Prompt:
Transcribe every entry precisely, omitting nothing.
+++ Records for the exercise +++
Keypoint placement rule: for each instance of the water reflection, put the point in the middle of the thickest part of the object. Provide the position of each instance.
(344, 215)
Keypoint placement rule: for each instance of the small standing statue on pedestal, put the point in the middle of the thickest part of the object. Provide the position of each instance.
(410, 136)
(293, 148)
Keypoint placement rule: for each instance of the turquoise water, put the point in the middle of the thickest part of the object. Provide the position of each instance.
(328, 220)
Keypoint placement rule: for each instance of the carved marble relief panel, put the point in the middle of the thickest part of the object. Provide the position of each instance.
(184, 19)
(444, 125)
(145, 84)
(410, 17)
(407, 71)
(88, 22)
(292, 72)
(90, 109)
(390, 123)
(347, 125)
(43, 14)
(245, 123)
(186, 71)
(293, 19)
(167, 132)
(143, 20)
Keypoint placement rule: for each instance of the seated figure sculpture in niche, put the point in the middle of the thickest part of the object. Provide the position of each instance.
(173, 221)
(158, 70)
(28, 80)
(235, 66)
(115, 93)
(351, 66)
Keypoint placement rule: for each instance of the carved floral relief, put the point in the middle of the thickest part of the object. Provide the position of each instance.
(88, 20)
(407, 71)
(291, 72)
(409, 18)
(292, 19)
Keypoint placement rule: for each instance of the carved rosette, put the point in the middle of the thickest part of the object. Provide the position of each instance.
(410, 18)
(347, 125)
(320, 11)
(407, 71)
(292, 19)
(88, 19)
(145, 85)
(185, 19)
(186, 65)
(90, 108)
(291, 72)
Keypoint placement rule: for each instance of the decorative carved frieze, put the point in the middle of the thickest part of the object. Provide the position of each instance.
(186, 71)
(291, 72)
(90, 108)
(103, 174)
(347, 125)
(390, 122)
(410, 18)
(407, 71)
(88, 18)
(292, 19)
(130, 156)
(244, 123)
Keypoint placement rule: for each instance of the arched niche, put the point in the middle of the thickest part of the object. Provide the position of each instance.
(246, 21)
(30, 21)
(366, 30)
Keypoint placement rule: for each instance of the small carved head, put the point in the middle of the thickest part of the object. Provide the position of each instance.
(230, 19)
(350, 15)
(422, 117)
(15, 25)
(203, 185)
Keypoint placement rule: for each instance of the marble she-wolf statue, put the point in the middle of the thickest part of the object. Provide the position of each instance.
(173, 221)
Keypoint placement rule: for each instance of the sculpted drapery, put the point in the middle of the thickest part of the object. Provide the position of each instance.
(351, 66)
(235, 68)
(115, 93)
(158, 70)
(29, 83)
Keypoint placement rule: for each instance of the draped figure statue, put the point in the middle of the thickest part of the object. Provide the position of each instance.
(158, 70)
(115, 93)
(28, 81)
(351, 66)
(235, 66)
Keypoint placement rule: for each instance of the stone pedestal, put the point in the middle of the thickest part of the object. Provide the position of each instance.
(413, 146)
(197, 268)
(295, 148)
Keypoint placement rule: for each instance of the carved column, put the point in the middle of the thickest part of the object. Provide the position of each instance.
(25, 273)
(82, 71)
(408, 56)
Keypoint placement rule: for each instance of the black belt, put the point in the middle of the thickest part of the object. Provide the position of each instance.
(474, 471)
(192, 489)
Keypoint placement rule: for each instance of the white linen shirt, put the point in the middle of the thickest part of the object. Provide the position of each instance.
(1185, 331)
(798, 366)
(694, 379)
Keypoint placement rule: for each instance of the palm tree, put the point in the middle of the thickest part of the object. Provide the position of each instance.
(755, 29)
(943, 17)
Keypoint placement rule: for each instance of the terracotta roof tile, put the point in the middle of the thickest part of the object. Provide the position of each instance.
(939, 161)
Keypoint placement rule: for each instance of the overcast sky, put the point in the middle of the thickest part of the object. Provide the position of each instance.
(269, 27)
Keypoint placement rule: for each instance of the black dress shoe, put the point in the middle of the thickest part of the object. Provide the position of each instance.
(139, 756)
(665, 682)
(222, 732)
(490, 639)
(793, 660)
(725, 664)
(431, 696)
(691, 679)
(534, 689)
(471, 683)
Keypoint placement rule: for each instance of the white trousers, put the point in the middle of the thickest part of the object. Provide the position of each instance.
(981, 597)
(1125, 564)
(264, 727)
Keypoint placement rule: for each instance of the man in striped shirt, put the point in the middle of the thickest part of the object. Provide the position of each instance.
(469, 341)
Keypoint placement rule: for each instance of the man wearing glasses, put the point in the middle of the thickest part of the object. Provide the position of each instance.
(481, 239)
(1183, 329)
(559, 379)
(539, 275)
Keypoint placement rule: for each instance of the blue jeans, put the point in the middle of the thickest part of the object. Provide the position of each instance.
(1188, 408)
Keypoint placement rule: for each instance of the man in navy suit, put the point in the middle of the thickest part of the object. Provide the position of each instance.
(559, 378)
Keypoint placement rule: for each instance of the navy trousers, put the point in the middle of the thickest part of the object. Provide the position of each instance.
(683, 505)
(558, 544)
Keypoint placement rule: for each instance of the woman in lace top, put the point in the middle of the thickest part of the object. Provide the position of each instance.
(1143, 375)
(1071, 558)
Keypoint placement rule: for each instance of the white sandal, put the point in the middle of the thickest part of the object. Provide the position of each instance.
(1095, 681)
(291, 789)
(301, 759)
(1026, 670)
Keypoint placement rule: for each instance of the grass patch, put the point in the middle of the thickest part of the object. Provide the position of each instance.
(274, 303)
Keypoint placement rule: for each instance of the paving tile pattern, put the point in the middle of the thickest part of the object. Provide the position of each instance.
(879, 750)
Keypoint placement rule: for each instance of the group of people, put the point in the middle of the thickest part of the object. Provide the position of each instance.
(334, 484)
+++
Problem solution:
Keypoint placement rule: for each instance of the water reflection, put the point in the middle of the thickest part of the object. Provide the position of each instance.
(344, 215)
Keypoint placement rule: for each instance of the small standing statue on pedestal, put the point in the middle of the thickest part of the object. Provide the position of each instance.
(410, 136)
(293, 148)
Keypoint placement rule: for each instance of the turquoise water, put the point in the middle of the thickest part of the object. Provide the position of each instance.
(328, 220)
Keypoint placement rule: for each instance of the carved marble relief panel, put the point in the middle of the thickest part of the object. Provide the position of each instance.
(184, 19)
(444, 125)
(145, 84)
(410, 17)
(407, 71)
(88, 22)
(292, 72)
(90, 109)
(390, 123)
(347, 125)
(43, 14)
(245, 123)
(186, 71)
(293, 19)
(167, 132)
(143, 20)
Keypoint placement rule: for each instance of the seated figure sculpture in niche, put the point in the middle of the thickest part of the object. Provide the position of each instance.
(173, 221)
(158, 70)
(28, 80)
(235, 66)
(115, 93)
(351, 66)
Keypoint placement rule: for each instance of the carved floral relief, put the point in the middle of the thickest part of the object. Provide the position of each instance.
(88, 20)
(407, 71)
(291, 72)
(409, 18)
(292, 19)
Keypoint placement rule: for each instance of the carved rosette, put the point in the middle of the thickest part of the object. Provide the position of each instance.
(410, 18)
(347, 125)
(320, 11)
(407, 71)
(292, 19)
(88, 19)
(145, 85)
(185, 19)
(186, 65)
(90, 108)
(291, 72)
Keypoint placement rule: for each instance of the decorative carved frieze, put the point in the middle of the thickest part of the object. Provide the position of each instance.
(186, 71)
(291, 72)
(90, 108)
(103, 174)
(347, 125)
(390, 122)
(410, 18)
(407, 71)
(88, 18)
(292, 19)
(130, 156)
(244, 123)
Keypoint placement rule: for each instance of the arched niche, put the point in the middle of the thickest part of the object. Provide the position of each instance.
(246, 21)
(30, 21)
(366, 30)
Keypoint placement rule: for each instance of the small carved head, put the point in the middle of the thickest part of the object. Provide the position of each instance.
(230, 19)
(350, 15)
(422, 117)
(15, 25)
(203, 185)
Keypoint placement rule: for each instance of the marble she-wolf statue, put the point in the middle of the thickest part of the object. Provide the position of each instance.
(173, 221)
Keypoint placement rule: for each instance of the sculpted drapery, put the point in the middle of the thickest part of the object. Provide the position of each instance.
(351, 66)
(235, 68)
(115, 93)
(158, 70)
(29, 83)
Keypoint placement rule: for each instance of the draped figure statue, put the point in the middle of the thickest part of the object. Provide the position of each instance.
(158, 70)
(115, 93)
(28, 81)
(351, 66)
(235, 66)
Keypoint placement rule: for each instance of the stone pedestal, put the point in the middle of the thickest part of the object. Provide the position of each instance.
(413, 146)
(197, 268)
(295, 148)
Keypoint placement rule: for each instance of the carved column, put the point in the middle of the thickest part of the object. Provide the position of each instance.
(25, 273)
(82, 71)
(408, 56)
Keypoint placement rule: for each instance of the black belt, put the point in the middle of the thickest part of the object. Provide the position of each instance.
(474, 471)
(192, 489)
Keypoint placement rule: for each instance of the white linen shirt, put the point in the middle of the thickest part of the object. Provide the position of each instance.
(1185, 331)
(798, 366)
(694, 379)
Keypoint placement rule: for each instance of the palm tree, put the point in the middle of the thickest part of the object. Provide the position of each instance.
(755, 29)
(943, 17)
Keypoint placement rule: for each instance of the terracotta roof tile, put the point in the middle of the thickest part of the object. Provide the position of each instance.
(939, 161)
Keypoint placement rule: for each instance of the overcast sky, put the point in the middle of the thickest part of the object. Provide the position of each instance.
(269, 27)
Keypoint placement rule: for each instance of the black dress shoe, put the point in the middle of the thickest part of the object. Provide the position of each instance.
(139, 756)
(665, 682)
(222, 732)
(490, 639)
(793, 660)
(725, 664)
(431, 696)
(691, 679)
(534, 689)
(471, 683)
Keypoint placement rule: for each instance of the white trousers, put the point in the middle of the thickest part of the object. Provide the position of each instance.
(981, 597)
(1125, 564)
(264, 727)
Keypoint placement rule: for each instance of the man in striped shirt, put the point in the middle of the thickest part of the object. Provide the position of each instance.
(469, 341)
Keypoint placement rule: for each instance of the man wearing glasses, put the point in the middle of the thickest part of the object. Provide the position of each instance.
(481, 239)
(1183, 329)
(559, 379)
(539, 275)
Keypoint placement rule: for each instance of the blue jeans, put the point in the middle of the thickest part of the object. Provide the position of each instance.
(1188, 408)
Keypoint placement rule: for each instance of the man in navy suit, put the point in the middle of the thickest part of the object. Provide the position of each instance.
(559, 378)
Keypoint placement rule: for each instance of the navy trousers, put the point in the middle of the thickest part of the object. Provide the position of each instance.
(683, 505)
(558, 544)
Keypoint placement rule: for each instance of the woman in lace top, put the point in the middle of the thickest part of the object. Provide the position of each instance.
(1143, 375)
(1071, 558)
Keypoint placement rule: for each instance of the white sandal, put the point in the middle of the thickest part of the object. Provide the position of each instance.
(1095, 681)
(291, 789)
(301, 759)
(1026, 670)
Keypoint placement rule: for each instance of the grass patch, put the point in the middle of the thickest part of the object. Provide the position of each instance.
(274, 303)
Keypoint placement rule: for each instance of the paving tile pattern, put the point in the middle of the thickest part of the object. Provide the position of each instance.
(879, 750)
Keypoint placement rule: for each instance of the group of people, put the point in the middle of the thickest part of the object. Provide the position of each instance.
(334, 484)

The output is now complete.